**INSTRUCTIONS TO FOLLOW**
Pull out of the data below the stretch of lines bounded by the one containing "car antenna, which" and the one containing "rear window, which", both bounds included, unchanged.

--- THE DATA ---

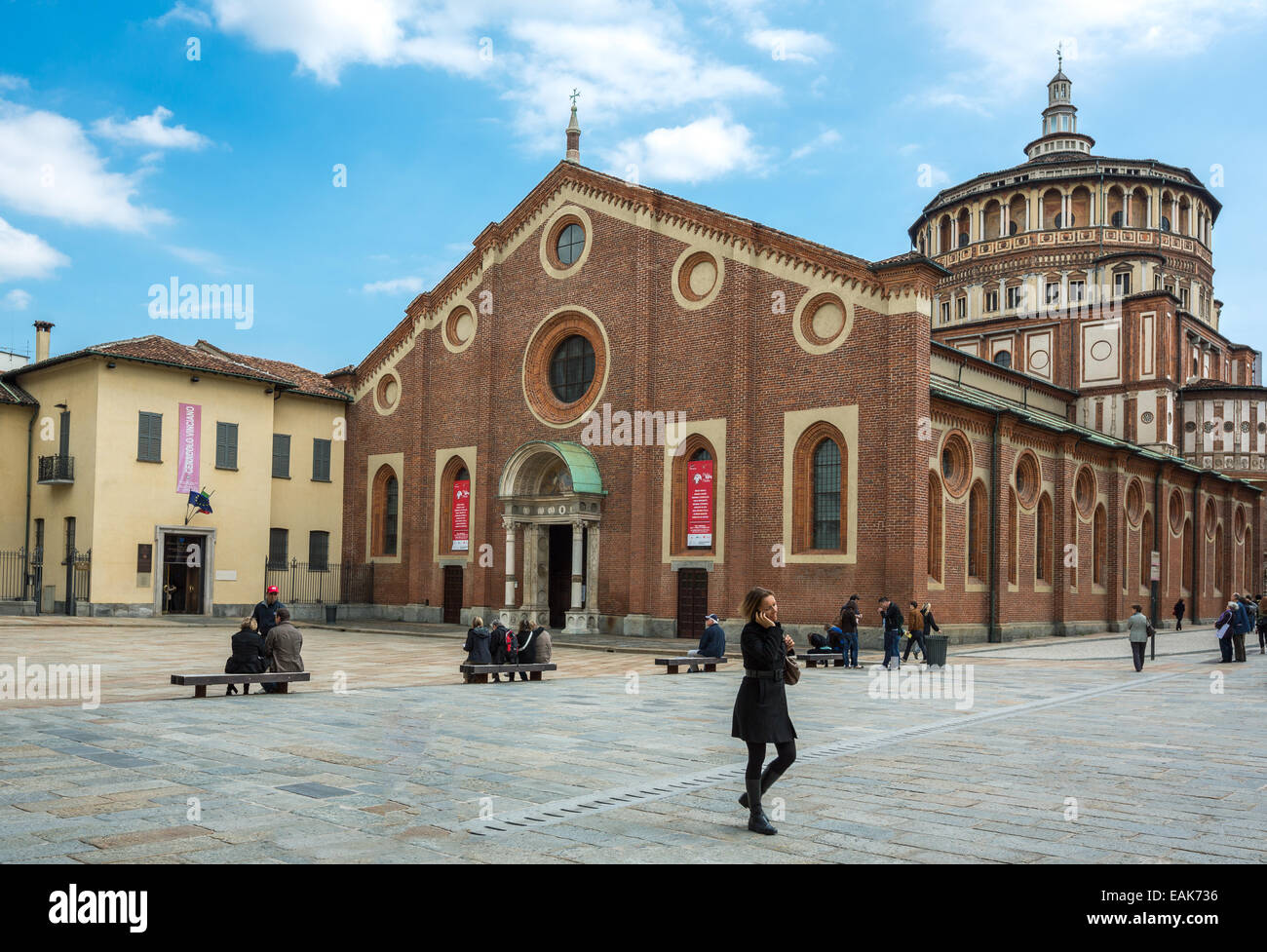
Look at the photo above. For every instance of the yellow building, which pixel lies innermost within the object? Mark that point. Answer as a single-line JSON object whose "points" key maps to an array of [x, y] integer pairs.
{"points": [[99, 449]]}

---
--- THE DATA ---

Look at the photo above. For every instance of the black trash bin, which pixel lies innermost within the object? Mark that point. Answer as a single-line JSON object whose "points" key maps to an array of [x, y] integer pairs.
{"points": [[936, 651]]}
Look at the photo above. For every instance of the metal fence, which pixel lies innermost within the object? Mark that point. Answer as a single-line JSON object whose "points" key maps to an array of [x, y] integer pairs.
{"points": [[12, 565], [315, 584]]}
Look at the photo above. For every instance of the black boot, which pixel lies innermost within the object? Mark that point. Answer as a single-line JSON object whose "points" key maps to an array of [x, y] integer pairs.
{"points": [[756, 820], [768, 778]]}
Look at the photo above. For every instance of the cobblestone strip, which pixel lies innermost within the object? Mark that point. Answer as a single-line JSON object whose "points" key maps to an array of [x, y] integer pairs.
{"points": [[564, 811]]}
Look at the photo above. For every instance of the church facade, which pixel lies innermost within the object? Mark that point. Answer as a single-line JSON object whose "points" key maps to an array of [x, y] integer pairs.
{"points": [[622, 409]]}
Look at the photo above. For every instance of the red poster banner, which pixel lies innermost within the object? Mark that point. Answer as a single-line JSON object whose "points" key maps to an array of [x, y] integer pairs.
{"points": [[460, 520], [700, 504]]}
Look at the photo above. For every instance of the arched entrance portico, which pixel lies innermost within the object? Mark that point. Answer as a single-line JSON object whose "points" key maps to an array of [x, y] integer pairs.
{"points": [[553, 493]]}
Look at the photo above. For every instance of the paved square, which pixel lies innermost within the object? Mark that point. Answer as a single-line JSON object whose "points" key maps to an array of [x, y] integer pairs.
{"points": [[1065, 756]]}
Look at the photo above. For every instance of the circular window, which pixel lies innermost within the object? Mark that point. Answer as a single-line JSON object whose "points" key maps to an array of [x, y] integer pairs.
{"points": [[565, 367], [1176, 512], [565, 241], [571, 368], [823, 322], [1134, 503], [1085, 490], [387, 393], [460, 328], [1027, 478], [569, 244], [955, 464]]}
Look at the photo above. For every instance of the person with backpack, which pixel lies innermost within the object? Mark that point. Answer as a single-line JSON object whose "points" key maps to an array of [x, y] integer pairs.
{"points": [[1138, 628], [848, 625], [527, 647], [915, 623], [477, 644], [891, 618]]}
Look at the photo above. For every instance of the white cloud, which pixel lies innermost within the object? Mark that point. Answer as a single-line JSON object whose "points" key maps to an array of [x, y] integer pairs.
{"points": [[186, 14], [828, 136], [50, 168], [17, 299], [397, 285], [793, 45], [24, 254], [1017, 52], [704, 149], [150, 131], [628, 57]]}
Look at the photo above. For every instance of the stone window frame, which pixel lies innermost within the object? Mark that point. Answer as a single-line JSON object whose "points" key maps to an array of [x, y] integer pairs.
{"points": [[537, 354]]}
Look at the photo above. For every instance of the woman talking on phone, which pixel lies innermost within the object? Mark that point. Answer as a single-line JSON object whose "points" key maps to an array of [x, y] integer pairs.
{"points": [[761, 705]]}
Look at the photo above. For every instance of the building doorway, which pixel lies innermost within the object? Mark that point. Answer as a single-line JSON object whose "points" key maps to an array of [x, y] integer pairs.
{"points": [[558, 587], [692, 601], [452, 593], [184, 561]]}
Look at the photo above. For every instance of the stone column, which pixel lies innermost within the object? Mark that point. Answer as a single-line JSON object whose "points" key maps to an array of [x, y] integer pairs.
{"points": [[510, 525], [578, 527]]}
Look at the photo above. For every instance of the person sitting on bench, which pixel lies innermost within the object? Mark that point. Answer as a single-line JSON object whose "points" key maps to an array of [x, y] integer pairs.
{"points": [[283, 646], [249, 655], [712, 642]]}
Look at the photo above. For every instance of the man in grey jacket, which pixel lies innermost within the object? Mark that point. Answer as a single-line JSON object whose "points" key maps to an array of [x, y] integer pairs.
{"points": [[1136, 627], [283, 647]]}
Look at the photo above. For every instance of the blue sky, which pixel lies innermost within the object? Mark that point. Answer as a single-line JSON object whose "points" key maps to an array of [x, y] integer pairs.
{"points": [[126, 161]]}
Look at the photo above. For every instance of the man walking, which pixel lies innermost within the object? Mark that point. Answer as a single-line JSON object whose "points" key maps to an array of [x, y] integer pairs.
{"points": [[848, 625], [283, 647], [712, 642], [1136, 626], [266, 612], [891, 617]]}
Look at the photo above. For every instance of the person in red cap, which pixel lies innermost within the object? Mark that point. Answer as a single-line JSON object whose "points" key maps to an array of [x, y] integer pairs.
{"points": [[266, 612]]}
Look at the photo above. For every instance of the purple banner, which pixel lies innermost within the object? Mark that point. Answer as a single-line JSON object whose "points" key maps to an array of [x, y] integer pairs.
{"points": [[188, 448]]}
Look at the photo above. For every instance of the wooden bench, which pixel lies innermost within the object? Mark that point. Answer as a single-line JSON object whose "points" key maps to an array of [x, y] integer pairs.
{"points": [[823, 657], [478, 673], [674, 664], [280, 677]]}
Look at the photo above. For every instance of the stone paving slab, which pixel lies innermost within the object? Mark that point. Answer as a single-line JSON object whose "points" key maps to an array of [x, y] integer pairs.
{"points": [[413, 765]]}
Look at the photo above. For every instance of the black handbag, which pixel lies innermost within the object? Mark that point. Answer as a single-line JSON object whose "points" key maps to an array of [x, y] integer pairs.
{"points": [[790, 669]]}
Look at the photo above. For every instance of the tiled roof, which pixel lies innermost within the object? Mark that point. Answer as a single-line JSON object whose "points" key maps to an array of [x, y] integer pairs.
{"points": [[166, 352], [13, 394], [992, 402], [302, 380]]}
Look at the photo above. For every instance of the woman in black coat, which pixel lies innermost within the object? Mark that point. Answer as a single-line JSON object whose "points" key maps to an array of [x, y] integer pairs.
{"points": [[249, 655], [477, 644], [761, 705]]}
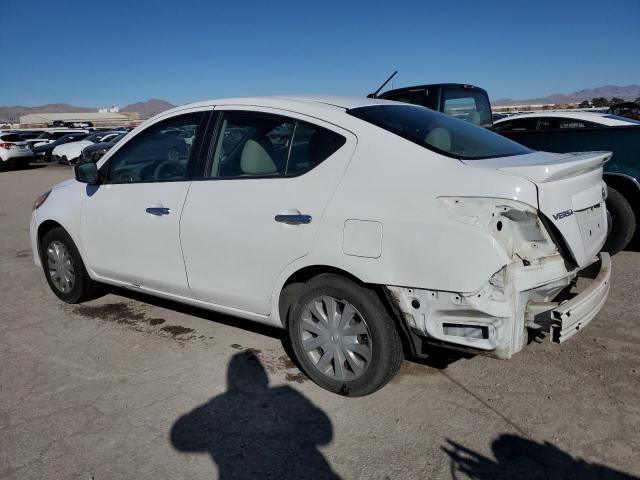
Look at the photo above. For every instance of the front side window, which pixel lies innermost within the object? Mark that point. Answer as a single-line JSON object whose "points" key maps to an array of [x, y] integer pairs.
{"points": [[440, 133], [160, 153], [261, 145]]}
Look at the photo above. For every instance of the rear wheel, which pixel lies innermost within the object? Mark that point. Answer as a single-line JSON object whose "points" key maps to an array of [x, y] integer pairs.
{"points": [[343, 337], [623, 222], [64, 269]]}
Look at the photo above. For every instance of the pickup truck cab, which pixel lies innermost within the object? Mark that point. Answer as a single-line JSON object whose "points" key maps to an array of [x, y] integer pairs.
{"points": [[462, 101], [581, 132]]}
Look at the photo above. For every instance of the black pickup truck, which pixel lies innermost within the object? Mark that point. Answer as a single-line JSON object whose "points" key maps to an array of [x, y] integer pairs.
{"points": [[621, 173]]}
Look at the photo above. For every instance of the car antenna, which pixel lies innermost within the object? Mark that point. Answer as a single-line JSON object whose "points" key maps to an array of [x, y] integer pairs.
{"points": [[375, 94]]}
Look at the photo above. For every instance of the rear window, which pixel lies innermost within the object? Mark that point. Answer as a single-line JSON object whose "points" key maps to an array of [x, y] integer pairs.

---
--- THE DATA ---

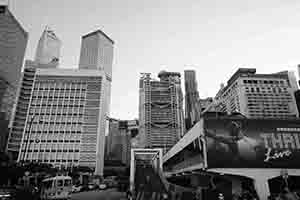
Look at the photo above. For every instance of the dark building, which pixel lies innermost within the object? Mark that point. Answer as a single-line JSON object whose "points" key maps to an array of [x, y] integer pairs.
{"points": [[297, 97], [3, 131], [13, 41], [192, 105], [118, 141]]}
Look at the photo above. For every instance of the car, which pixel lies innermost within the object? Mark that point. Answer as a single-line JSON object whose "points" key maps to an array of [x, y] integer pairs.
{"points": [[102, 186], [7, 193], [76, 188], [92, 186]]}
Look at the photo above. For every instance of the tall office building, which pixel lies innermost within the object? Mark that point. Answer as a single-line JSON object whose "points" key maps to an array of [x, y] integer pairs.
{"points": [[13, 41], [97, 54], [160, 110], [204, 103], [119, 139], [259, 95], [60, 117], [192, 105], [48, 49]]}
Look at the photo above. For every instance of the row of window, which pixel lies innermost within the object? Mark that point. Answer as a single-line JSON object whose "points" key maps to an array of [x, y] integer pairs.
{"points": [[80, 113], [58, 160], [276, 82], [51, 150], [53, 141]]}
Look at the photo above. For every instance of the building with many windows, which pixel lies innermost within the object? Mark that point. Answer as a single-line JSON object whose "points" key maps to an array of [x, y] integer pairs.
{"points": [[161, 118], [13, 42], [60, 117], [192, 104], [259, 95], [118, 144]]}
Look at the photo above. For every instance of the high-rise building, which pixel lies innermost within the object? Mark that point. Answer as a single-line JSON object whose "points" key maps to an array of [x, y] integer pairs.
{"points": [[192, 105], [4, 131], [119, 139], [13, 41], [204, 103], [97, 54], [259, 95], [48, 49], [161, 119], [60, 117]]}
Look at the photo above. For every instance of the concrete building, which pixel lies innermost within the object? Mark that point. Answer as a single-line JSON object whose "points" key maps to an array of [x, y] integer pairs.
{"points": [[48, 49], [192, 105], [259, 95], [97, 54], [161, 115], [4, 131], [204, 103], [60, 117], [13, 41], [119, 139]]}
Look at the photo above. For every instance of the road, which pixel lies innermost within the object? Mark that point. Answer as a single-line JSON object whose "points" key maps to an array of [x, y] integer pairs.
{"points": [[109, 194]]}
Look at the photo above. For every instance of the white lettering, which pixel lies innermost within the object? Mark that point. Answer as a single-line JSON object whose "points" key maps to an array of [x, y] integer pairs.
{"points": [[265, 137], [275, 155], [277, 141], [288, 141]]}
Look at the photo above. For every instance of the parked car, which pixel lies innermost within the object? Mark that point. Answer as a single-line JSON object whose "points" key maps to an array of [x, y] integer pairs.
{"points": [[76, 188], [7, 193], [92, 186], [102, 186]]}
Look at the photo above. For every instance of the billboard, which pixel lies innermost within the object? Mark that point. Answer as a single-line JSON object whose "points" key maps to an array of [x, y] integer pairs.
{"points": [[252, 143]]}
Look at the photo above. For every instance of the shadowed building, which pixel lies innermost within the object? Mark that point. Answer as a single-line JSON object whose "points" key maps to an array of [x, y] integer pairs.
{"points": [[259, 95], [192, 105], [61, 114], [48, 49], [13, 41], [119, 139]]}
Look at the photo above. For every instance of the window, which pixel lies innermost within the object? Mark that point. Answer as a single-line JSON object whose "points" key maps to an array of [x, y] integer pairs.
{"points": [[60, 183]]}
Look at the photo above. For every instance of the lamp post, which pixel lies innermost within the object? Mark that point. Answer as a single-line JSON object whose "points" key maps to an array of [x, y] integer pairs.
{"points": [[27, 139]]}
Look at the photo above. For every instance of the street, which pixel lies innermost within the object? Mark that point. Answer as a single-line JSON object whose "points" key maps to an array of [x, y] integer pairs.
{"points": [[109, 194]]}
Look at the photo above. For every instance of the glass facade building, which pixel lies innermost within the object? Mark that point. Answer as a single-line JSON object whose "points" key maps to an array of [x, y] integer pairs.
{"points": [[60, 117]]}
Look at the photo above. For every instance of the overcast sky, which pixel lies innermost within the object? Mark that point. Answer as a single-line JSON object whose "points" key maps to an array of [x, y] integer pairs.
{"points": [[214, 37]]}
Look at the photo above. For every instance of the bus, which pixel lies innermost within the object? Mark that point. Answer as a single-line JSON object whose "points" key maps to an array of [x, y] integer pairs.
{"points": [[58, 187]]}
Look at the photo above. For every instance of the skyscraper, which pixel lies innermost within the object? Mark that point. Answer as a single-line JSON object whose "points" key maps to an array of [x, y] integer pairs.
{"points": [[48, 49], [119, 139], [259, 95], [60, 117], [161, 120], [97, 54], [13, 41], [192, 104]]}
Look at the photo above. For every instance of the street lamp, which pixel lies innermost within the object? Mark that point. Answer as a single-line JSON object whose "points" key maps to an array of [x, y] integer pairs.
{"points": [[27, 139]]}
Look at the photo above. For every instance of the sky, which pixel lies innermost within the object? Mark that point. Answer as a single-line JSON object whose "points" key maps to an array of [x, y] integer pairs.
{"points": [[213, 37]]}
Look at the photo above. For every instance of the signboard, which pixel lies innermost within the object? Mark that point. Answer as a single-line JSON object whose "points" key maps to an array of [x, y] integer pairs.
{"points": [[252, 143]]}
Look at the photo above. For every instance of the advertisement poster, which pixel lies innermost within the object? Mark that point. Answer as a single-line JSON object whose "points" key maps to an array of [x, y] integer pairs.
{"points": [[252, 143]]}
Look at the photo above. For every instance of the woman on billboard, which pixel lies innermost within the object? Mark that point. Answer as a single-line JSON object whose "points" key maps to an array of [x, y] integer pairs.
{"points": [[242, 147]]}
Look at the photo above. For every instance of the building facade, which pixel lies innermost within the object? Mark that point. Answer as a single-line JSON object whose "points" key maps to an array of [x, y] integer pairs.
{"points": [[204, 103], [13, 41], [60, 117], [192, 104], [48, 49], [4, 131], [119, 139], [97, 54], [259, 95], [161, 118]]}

---

**REPLY**
Look at the photo above. For every instance of the car antenna, which pixel lies innermost within the object? Mark that point. Answer as a single-line JSON object whose "points" key maps to an array of [x, y] integer pairs.
{"points": [[375, 94]]}
Look at the photo above. For every instance of the rear window, which pixel lies innermost within the object? Mark that point. Answer as a single-line JSON object whose "points" key maps to an array of [x, y] integer pairs.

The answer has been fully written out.